[Region pointing data]
···
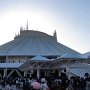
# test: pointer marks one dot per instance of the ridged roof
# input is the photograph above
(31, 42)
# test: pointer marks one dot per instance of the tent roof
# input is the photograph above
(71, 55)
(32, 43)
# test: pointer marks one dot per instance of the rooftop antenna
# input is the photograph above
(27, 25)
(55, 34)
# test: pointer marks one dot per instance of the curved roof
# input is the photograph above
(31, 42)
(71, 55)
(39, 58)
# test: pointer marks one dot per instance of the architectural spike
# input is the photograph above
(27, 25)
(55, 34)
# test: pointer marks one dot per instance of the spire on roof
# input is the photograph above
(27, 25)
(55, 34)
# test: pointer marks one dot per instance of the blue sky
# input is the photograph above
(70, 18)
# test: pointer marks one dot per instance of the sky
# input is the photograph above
···
### Work to be completed
Would you print all of the entries exactly, omitting any image?

### Response below
# test: pointer marks one dot per instance of the ridged roof
# input is the photograph above
(31, 42)
# test: pointer marks one dot per instance of the tent roof
# input is the photograph above
(71, 55)
(32, 43)
# test: pointer marks one dot per instance of the rooftop antenna
# input is the photograph above
(27, 25)
(55, 34)
# test: pointer marks one dot per instance of the curved roof
# input is the photograph above
(31, 42)
(71, 55)
(39, 58)
# test: pointer marks one dot per instance of the architectural spike
# input is the photograph above
(27, 25)
(55, 34)
# test: pointer marks one dot per instance of the spire on roof
# input is the photograph above
(27, 25)
(55, 34)
# test: pointer marks one dot per instance of the blue sky
# input is the photograph above
(70, 18)
# test: pointer marks one dot per instance of the sky
# input is the photograph above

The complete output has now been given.